Selected excerpt>
[Start of section]

> here’s how LLMs actually work
But how is that useful in any way?
For all we know, LLMs are black boxes. We really have no idea how did ability to have a conversation emerge from predicting the next token.
I thought the Hinton talking to Jon Stewart interview gives a rough idea how they work. Hinton got Turing and Nobel prizes for inventing some of the stuff https://youtu.be/jrK3PsD3APk?t=255
> We really have no idea how did ability to have a conversation emerge from predicting the next token.
Uh yes, we do. It works in precisely the same way that you can walk from "here" to "there" by taking a step towards "there", and then repeating. The cognitive dissonance comes when we conflate this way of "having a conversation" (two people converse) and assume that the fact that they produce similar outputs means that they must be "doing the same thing" and it's hard to see how LLMs could be doing this.
Sometimes things seems unbelievable simply because they aren't true.

[End of section]

Extracted records>
[Start of section]

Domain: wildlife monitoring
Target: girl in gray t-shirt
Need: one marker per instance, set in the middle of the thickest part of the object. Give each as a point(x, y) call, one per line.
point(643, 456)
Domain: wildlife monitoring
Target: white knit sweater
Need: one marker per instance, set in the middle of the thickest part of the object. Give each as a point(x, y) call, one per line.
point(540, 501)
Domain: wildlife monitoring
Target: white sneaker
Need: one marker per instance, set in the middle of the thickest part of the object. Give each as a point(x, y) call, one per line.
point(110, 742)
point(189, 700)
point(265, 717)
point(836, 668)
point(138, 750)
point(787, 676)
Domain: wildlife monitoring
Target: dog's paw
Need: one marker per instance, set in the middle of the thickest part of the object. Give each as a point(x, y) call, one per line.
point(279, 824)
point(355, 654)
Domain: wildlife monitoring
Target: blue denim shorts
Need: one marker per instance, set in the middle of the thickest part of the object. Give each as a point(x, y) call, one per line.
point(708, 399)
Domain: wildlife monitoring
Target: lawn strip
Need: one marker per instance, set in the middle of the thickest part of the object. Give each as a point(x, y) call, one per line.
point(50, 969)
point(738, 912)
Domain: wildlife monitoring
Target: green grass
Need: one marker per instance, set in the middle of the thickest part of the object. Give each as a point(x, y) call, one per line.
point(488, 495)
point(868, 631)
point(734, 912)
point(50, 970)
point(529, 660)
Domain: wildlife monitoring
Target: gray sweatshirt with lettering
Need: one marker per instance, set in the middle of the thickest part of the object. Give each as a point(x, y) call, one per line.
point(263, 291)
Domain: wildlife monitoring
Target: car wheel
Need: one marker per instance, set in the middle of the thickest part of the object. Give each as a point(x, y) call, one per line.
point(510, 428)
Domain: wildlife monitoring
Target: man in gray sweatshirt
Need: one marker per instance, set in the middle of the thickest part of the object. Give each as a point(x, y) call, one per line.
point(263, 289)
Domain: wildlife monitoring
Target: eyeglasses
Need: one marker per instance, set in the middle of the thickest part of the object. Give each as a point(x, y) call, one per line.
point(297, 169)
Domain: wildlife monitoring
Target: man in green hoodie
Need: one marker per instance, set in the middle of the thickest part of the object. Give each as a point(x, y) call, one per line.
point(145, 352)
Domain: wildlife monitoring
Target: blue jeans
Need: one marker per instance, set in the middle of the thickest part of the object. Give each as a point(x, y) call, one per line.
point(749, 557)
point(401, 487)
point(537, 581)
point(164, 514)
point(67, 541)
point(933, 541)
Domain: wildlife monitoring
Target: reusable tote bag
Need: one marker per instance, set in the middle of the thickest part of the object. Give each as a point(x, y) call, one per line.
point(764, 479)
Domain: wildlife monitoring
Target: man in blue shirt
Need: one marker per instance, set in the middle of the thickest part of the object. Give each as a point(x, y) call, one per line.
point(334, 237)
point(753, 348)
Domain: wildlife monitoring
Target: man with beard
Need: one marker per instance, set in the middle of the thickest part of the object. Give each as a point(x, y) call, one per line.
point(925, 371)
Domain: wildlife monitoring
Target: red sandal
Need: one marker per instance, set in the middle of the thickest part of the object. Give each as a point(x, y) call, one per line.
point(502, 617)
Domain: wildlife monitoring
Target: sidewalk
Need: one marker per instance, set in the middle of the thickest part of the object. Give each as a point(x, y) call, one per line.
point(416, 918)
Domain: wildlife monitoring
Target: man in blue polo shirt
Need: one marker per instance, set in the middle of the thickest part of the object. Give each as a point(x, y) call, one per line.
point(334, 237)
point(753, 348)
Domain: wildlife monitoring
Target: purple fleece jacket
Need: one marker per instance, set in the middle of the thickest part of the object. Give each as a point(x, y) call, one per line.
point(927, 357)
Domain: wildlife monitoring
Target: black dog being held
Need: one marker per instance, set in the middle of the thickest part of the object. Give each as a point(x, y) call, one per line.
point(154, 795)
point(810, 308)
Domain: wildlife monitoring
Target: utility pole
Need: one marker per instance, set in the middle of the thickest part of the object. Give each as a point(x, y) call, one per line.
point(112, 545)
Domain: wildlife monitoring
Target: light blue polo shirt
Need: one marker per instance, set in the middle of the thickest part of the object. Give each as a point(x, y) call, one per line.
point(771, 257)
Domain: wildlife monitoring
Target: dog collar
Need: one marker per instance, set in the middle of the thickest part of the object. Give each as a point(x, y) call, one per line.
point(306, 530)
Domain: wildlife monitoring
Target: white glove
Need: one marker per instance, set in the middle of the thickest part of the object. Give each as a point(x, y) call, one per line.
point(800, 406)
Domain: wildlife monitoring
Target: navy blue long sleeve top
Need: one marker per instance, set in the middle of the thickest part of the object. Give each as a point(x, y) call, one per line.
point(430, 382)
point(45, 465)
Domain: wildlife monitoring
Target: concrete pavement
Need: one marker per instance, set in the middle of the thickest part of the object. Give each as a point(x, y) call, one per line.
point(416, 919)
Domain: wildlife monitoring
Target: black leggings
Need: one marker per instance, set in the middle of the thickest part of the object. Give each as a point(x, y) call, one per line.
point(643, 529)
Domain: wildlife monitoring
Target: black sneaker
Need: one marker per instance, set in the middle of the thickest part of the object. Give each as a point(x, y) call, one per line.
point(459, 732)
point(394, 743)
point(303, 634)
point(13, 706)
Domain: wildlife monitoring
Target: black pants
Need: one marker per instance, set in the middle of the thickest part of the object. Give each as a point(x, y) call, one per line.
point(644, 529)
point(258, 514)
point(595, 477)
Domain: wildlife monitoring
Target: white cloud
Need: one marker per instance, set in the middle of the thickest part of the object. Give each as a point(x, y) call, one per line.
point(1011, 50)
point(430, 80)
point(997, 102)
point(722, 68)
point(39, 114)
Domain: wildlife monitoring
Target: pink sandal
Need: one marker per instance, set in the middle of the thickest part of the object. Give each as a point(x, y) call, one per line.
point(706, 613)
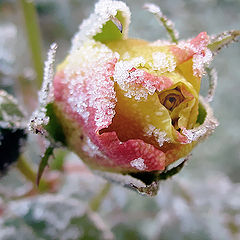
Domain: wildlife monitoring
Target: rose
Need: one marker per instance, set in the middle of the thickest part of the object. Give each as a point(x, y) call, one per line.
point(127, 105)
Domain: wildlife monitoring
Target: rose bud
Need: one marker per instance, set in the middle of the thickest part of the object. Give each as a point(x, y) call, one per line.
point(128, 105)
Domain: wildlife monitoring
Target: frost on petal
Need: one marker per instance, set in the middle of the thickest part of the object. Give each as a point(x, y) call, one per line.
point(104, 11)
point(196, 49)
point(205, 129)
point(136, 82)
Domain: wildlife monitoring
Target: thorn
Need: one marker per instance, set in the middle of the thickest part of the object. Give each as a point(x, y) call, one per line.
point(117, 23)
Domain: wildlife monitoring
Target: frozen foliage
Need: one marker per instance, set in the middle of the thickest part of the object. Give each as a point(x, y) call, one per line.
point(163, 63)
point(11, 114)
point(104, 10)
point(89, 82)
point(160, 136)
point(168, 24)
point(212, 78)
point(39, 118)
point(60, 218)
point(202, 56)
point(8, 33)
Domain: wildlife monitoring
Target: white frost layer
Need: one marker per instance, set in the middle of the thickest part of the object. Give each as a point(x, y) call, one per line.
point(131, 81)
point(163, 62)
point(200, 59)
point(39, 118)
point(160, 136)
point(104, 10)
point(138, 164)
point(91, 149)
point(89, 82)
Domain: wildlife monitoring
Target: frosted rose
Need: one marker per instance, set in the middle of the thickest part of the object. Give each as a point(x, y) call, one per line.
point(128, 105)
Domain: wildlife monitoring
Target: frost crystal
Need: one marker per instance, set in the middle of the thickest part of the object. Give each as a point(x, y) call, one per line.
point(89, 82)
point(39, 118)
point(104, 11)
point(201, 58)
point(138, 164)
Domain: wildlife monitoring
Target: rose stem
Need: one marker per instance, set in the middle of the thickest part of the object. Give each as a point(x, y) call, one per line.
point(26, 170)
point(98, 199)
point(34, 37)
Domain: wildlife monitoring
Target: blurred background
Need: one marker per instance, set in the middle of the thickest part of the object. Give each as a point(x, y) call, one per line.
point(201, 202)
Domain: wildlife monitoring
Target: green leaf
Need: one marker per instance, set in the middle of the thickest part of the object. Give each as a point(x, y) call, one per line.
point(44, 162)
point(169, 173)
point(110, 30)
point(202, 113)
point(54, 127)
point(222, 40)
point(52, 217)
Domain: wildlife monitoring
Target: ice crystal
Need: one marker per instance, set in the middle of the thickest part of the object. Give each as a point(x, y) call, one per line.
point(133, 82)
point(204, 130)
point(39, 118)
point(8, 34)
point(89, 82)
point(104, 10)
point(160, 136)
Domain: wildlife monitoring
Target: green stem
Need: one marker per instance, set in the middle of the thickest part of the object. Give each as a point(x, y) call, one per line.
point(27, 171)
point(34, 37)
point(98, 199)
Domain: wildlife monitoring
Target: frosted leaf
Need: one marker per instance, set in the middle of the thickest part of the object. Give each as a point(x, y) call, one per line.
point(11, 114)
point(212, 78)
point(200, 62)
point(168, 24)
point(202, 56)
point(163, 62)
point(91, 149)
point(104, 10)
point(133, 82)
point(131, 182)
point(39, 118)
point(222, 40)
point(205, 129)
point(138, 164)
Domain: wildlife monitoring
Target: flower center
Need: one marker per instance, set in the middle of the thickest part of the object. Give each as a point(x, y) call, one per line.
point(170, 99)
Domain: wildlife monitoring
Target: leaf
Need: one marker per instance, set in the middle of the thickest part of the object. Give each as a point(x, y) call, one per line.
point(169, 173)
point(44, 162)
point(167, 24)
point(201, 114)
point(51, 217)
point(222, 40)
point(54, 127)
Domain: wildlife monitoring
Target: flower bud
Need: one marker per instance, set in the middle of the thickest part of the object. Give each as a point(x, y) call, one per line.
point(128, 105)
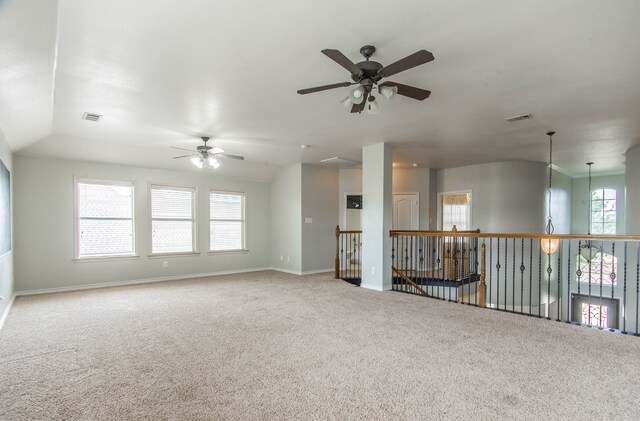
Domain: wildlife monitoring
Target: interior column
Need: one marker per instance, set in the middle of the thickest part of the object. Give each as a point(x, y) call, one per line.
point(377, 168)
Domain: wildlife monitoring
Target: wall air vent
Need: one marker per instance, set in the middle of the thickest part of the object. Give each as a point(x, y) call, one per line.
point(519, 117)
point(91, 117)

[End of section]

Tasks for this exercise>
a: Decide whether each statement agrees with the thread above on how LLMs work: (i) Hinton is credited with Turing and Nobel prizes for inventing some of the technology; (ii) the reply to the "black boxes" comment agrees that no one knows how conversation emerges from predicting the next token; (iii) the interview mentioned features Hinton speaking with Jon Stewart. Answer yes or no for each and quote the deciding words.
b: Translate this sentence from the thread on how LLMs work into Spanish: "It works in precisely the same way that you can walk from "here" to "there" by taking a step towards "there", and then repeating."

Results of the exercise>
a:
(i) Yes: "Hinton got Turing and Nobel prizes for inventing some of the stuff"
(ii) No: "Uh yes, we do."
(iii) Yes: "the Hinton talking to Jon Stewart interview"

b: Funciona exactamente de la misma manera en que puedes caminar de «aquí» a «allí» dando un paso hacia «allí» y luego repitiendo.